Page:
· · ·
# Nikon D3000 After D5000 - Anyone Else Confused?



## CWN (Nov 28, 2009)

The D5000 has a nice CMOS sensor, the D3000 shares the old CCD sensor of the camera it replaced, the iconic D40.

Why did Nikon even release the D3000?

Am I the only one a little confused by this? Really, if they wanted a lower priced entry level DSLR, why not just continue the D60 line?

Seems to me Nikon re-invented the wheel 4 times now.

D40
D40x
D60
D3000

I do realize the subtle differences between the releases, but what I don't get is that with an already released entry level CMOS sensor camera body - why release a new CCD body?

Personally, I would have let the D40 continue on as the champion entry level DSLR it has proven to be, none of the others were even necessary in my opinion.

Other than the interface on the D3000 (could have been a firmware upgrade to the D60), can anyone explain to me why Nikon chose this path?

Sidenote:
D3000 owners, don't get me wrong here - I think the D3000 is an excellent camera body, I love the D40 and D60 - I just don't understand why they released yet another rendition of essentially the same thing.


----------



## KmH (Nov 28, 2009)

Don't forget that Nikon sells worldwide. That makes it kind of hard to second decern their overall strategy.


----------



## dhilberg (Nov 28, 2009)

Probably an effort to keep costs as low as possible while introducing a new product. Consumers expect new electronic products to be released on a routine basis. If they would have just went on with the D40, it could be considered the "same old thing." Because the D3000 is newer, people think it's better.

That's my guess. I wouldn't really look into it any deeper than that.


----------



## Dominantly (Nov 28, 2009)

Maybe because that's how business works? Anything that sits too long becomes boring for a brand. The D60 needed to happen, and the D3000 just appears to be a quick refresher to keep newbies attention, while getting them to spend just a tad bit more money, for some features seen on more expensive models.
The D3000 is worthy of replacing the 40/60, and should make people feel like their are buying new technology.


----------



## hossmaster (Dec 1, 2009)

i don't think I would ever get used to a camera without a top lcd screen.


----------



## CWN (Dec 1, 2009)

You're right!

I remember with my D40 how I didn't think it was a big deal since the info was on the back - but now I don't know how I'd get by without it


----------



## FrankLamont (Dec 1, 2009)
· · ·
Stated goal:
Copy the Nikon camera thread starting at "I do realize" and ending at "chose this path?", switching "firmware upgrade" to "software update". The lines after the Nikon camera thread are separate material.

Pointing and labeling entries
· · ·
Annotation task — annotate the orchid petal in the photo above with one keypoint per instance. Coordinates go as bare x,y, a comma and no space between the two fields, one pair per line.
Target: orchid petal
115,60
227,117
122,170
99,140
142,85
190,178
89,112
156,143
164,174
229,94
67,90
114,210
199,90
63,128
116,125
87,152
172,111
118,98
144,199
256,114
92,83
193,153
· · ·
Response below:
I do realize the subtle differences between the releases, but what I don't get is that with an already released entry level CMOS sensor camera body - why release a new CCD body?

Personally, I would have let the D40 continue on as the champion entry level DSLR it has proven to be, none of the others were even necessary in my opinion.

Other than the interface on the D3000 (could have been a software update to the D60), can anyone explain to me why Nikon chose this path?